### Your objective
Every line below should be copied out exactly.

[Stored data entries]
= Beginning of Section =

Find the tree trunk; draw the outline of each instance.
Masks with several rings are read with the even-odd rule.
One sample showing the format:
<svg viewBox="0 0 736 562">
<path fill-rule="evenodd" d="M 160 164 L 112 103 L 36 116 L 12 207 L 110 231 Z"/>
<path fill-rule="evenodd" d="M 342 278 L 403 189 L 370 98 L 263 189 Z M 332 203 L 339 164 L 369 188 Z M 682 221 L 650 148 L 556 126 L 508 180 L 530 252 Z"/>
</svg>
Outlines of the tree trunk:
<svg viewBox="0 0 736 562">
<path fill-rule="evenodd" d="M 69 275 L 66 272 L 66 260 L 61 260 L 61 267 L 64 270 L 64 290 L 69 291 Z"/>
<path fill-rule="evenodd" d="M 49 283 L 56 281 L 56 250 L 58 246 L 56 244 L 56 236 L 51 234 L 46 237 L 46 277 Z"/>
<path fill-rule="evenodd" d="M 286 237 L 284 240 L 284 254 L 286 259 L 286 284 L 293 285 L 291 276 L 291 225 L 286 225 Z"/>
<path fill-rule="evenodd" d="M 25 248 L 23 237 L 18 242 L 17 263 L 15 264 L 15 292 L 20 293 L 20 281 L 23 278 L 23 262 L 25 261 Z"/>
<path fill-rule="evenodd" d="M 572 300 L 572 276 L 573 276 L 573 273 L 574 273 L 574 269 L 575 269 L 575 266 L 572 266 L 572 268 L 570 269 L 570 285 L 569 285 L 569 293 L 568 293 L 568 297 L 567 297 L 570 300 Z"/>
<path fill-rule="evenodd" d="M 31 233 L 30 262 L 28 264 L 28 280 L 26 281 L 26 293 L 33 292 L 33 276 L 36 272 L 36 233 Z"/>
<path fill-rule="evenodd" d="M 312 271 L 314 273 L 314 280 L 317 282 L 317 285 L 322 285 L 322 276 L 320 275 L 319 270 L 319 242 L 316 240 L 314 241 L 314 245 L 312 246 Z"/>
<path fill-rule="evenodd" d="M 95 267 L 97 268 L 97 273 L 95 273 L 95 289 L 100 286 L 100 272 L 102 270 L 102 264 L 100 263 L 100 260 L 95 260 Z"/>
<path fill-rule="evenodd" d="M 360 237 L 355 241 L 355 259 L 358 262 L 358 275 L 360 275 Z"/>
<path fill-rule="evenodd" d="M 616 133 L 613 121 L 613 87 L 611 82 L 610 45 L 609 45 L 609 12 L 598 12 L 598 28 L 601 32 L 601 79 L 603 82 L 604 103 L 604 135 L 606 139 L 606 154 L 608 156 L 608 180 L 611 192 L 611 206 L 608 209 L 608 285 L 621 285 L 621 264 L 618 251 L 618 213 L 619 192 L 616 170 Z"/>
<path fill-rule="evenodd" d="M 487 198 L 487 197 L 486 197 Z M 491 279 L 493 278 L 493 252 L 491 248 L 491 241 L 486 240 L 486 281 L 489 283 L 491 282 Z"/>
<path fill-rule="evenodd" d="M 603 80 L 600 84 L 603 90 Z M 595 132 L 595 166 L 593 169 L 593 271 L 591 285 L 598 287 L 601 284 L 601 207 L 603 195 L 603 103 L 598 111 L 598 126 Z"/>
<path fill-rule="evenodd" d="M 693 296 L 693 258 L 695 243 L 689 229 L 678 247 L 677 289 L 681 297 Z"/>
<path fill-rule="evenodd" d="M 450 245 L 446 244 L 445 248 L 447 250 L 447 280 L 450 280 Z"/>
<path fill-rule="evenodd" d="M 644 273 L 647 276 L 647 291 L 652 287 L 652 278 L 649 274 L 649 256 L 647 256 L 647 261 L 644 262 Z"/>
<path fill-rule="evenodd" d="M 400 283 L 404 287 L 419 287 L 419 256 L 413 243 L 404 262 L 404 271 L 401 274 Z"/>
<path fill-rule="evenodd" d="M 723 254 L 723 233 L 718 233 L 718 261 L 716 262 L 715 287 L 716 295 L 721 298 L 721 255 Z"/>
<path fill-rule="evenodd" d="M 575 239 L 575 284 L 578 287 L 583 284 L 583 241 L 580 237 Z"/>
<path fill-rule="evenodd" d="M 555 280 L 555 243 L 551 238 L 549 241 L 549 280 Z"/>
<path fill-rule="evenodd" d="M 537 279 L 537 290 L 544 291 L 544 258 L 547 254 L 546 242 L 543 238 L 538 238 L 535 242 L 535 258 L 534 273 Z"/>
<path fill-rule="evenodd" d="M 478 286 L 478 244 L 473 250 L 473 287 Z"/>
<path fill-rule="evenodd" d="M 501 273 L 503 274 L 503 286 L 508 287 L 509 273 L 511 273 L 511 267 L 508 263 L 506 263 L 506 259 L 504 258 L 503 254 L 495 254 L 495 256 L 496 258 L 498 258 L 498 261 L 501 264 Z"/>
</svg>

= End of Section =

### Task solution
Find the tree trunk; draw the outline of each instance.
Masks with several rings are read with the even-odd rule.
One sample showing the format:
<svg viewBox="0 0 736 562">
<path fill-rule="evenodd" d="M 160 164 L 112 103 L 36 116 L 12 207 L 110 231 Z"/>
<path fill-rule="evenodd" d="M 342 278 L 403 189 L 370 98 L 263 189 Z M 332 203 L 339 164 L 369 188 Z M 682 221 L 650 148 L 556 126 L 508 180 L 530 252 Z"/>
</svg>
Outlines of the tree trunk:
<svg viewBox="0 0 736 562">
<path fill-rule="evenodd" d="M 69 275 L 66 272 L 66 260 L 61 260 L 61 267 L 64 270 L 64 290 L 69 291 Z"/>
<path fill-rule="evenodd" d="M 49 283 L 56 281 L 56 250 L 58 246 L 56 244 L 56 236 L 51 234 L 46 237 L 46 277 Z"/>
<path fill-rule="evenodd" d="M 286 237 L 284 240 L 284 254 L 286 259 L 286 284 L 293 285 L 291 276 L 291 225 L 286 225 Z"/>
<path fill-rule="evenodd" d="M 25 248 L 23 237 L 18 242 L 17 263 L 15 264 L 15 292 L 20 293 L 20 281 L 23 278 L 23 262 L 25 261 Z"/>
<path fill-rule="evenodd" d="M 572 300 L 572 276 L 573 276 L 573 273 L 574 273 L 574 269 L 575 269 L 575 266 L 572 266 L 572 268 L 570 269 L 570 285 L 569 285 L 569 293 L 568 293 L 568 297 L 567 297 L 570 300 Z"/>
<path fill-rule="evenodd" d="M 31 233 L 30 262 L 28 264 L 28 280 L 26 281 L 26 293 L 33 292 L 33 276 L 36 272 L 36 233 Z"/>
<path fill-rule="evenodd" d="M 312 271 L 314 273 L 314 280 L 317 282 L 317 285 L 322 285 L 322 276 L 320 275 L 319 270 L 319 242 L 316 240 L 314 241 L 314 245 L 312 246 Z"/>
<path fill-rule="evenodd" d="M 95 267 L 97 268 L 97 273 L 95 273 L 95 289 L 100 286 L 100 272 L 102 270 L 102 264 L 100 263 L 100 260 L 95 260 Z"/>
<path fill-rule="evenodd" d="M 360 237 L 355 241 L 355 259 L 358 262 L 358 275 L 360 275 Z"/>
<path fill-rule="evenodd" d="M 616 133 L 613 121 L 613 87 L 611 82 L 610 45 L 609 45 L 609 12 L 598 12 L 598 28 L 601 32 L 601 79 L 603 82 L 604 103 L 604 135 L 606 139 L 606 154 L 608 156 L 608 180 L 611 192 L 611 206 L 608 209 L 608 285 L 621 285 L 621 264 L 618 251 L 618 213 L 619 192 L 616 170 Z"/>
<path fill-rule="evenodd" d="M 487 198 L 487 197 L 486 197 Z M 491 279 L 493 278 L 493 252 L 491 248 L 491 241 L 486 240 L 486 281 L 489 283 L 491 282 Z"/>
<path fill-rule="evenodd" d="M 603 80 L 600 84 L 603 90 Z M 595 132 L 595 166 L 593 169 L 593 271 L 591 285 L 598 287 L 601 284 L 601 207 L 603 195 L 603 103 L 598 111 L 598 126 Z"/>
<path fill-rule="evenodd" d="M 693 296 L 693 258 L 695 243 L 689 229 L 678 247 L 677 289 L 681 297 Z"/>
<path fill-rule="evenodd" d="M 450 245 L 446 244 L 445 248 L 447 250 L 447 280 L 450 280 Z"/>
<path fill-rule="evenodd" d="M 644 273 L 647 276 L 647 291 L 652 287 L 652 278 L 649 274 L 649 256 L 647 256 L 647 261 L 644 262 Z"/>
<path fill-rule="evenodd" d="M 400 283 L 404 287 L 419 287 L 419 256 L 413 243 L 404 262 L 404 271 L 401 274 Z"/>
<path fill-rule="evenodd" d="M 723 254 L 723 233 L 718 233 L 718 261 L 716 262 L 715 287 L 716 295 L 721 298 L 721 255 Z"/>
<path fill-rule="evenodd" d="M 575 239 L 575 284 L 578 287 L 583 284 L 583 241 L 580 237 Z"/>
<path fill-rule="evenodd" d="M 555 280 L 555 243 L 551 238 L 549 241 L 549 280 Z"/>
<path fill-rule="evenodd" d="M 537 279 L 537 290 L 544 291 L 544 258 L 547 254 L 546 242 L 543 238 L 538 238 L 535 242 L 535 258 L 534 273 Z"/>
<path fill-rule="evenodd" d="M 478 286 L 478 244 L 473 250 L 473 287 Z"/>
<path fill-rule="evenodd" d="M 501 273 L 503 274 L 503 286 L 508 287 L 509 273 L 511 273 L 511 267 L 508 263 L 506 263 L 506 259 L 504 258 L 503 254 L 495 254 L 495 256 L 496 258 L 498 258 L 498 261 L 501 264 Z"/>
</svg>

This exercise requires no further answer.